***** Input *****

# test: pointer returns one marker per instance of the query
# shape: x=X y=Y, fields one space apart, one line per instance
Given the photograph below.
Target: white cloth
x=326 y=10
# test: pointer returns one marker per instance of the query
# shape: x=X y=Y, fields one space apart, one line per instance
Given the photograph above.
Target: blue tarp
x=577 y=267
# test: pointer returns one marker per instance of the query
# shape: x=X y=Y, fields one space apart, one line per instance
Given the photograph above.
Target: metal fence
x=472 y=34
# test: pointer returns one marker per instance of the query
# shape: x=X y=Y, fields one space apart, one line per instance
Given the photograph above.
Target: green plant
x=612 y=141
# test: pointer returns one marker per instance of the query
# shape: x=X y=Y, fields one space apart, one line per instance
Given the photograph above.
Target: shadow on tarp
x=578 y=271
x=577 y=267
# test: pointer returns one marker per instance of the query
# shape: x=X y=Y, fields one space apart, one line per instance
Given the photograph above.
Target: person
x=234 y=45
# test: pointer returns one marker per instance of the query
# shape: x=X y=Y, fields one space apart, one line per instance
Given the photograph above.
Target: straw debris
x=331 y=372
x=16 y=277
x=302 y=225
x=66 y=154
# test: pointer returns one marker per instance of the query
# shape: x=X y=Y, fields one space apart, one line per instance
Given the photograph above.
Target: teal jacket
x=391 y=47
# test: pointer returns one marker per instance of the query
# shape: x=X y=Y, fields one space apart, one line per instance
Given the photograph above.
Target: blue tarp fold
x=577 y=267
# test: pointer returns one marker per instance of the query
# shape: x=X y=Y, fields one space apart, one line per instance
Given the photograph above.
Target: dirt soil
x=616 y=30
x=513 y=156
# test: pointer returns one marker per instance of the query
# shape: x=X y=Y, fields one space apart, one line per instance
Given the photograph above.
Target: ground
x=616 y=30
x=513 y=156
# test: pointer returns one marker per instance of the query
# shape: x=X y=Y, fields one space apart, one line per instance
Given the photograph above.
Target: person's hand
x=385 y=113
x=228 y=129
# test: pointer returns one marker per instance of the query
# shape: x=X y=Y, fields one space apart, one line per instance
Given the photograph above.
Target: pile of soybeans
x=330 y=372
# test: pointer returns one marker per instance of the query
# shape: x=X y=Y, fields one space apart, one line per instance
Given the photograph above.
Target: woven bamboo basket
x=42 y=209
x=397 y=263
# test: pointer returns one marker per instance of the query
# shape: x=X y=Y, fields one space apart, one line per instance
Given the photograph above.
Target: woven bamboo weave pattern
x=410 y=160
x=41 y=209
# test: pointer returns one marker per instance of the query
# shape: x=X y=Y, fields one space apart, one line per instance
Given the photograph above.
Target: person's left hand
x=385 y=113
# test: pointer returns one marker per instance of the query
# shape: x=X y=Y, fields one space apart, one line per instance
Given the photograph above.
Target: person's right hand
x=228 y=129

*****

● Exercise brief:
Please reproduce each entry above exactly as it reads.

● Solution to this task:
# test: pointer returns one marker per instance of the query
# shape: x=X y=Y, fields one space apart, one line per instance
Given the photograph below.
Target: white cloth
x=326 y=10
# test: pointer returns one marker per instance of the query
# shape: x=X y=Y, fields one space apart, one line per instance
Given the photograph above.
Target: blue tarp
x=577 y=267
# test: pointer returns one marker per instance of the query
# shape: x=X y=Y, fields one space apart, one line per instance
Given the photograph above.
Target: metal fence
x=472 y=34
# test: pointer returns one marker per instance of the query
# shape: x=X y=Y, fields one space apart, one line per instance
Given the photograph above.
Target: green plant
x=612 y=141
# test: pointer returns one marker per instance of the query
# shape: x=X y=Y, fields one space apart, one line per instance
Given the photograph above.
Target: shadow on tarp
x=578 y=271
x=577 y=267
# test: pointer returns one marker per instance of the query
# shape: x=X y=Y, fields one space apart, one line per instance
Given the photograph above.
Target: person
x=234 y=45
# test: pointer returns one marker per instance of the query
# shape: x=X y=Y, fields one space apart, one line per instance
Given the photograph above.
Target: straw debris
x=331 y=372
x=16 y=277
x=302 y=225
x=66 y=154
# test: pointer returns one marker per instance of the query
# shape: x=X y=Y, fields one space apart, one line per instance
Given the photograph above.
Target: teal jacket
x=391 y=47
# test: pointer returns one marker per instance of the query
# shape: x=X y=Y, fields one space apart, one line per instance
Given the photograph above.
Target: blue tarp fold
x=577 y=267
# test: pointer returns one marker per instance of the query
# shape: x=X y=Y, fields one space apart, one line per instance
Given the photograph above.
Target: dirt soil
x=616 y=30
x=513 y=156
# test: pointer returns one marker per instance of the query
# shape: x=X y=Y, fields one space apart, one line per instance
Given the photograph above.
Target: ground
x=616 y=30
x=513 y=156
# test: pointer returns one marker per instance of the query
# shape: x=X y=Y, fields one space apart, one line per instance
Given the photograph above.
Target: person's hand
x=385 y=113
x=228 y=129
# test: pointer returns one marker per instance of the query
# shape: x=X y=Y, fields one space apart, one line per instance
Given the photograph above.
Target: pile of soybeans
x=330 y=372
# test: pointer returns one marker per instance of the query
# shape: x=X y=Y, fields one space apart, one line per instance
Given the photograph above.
Target: woven bamboo basket
x=42 y=209
x=397 y=263
# test: pointer returns one marker per instance of the query
# shape: x=X y=Y, fields one space apart, one line per instance
Given the photograph above.
Target: woven bamboo weave pattern
x=410 y=160
x=41 y=209
# test: pointer returns one marker per instance of the query
# shape: x=X y=Y, fields one space apart, one line per instance
Given the photograph above.
Target: person's left hand
x=385 y=113
# test: pointer returns one marker per instance of the query
# shape: x=X y=Y, fields one space apart, one line per instance
Given the photograph above.
Target: person's right hand
x=228 y=129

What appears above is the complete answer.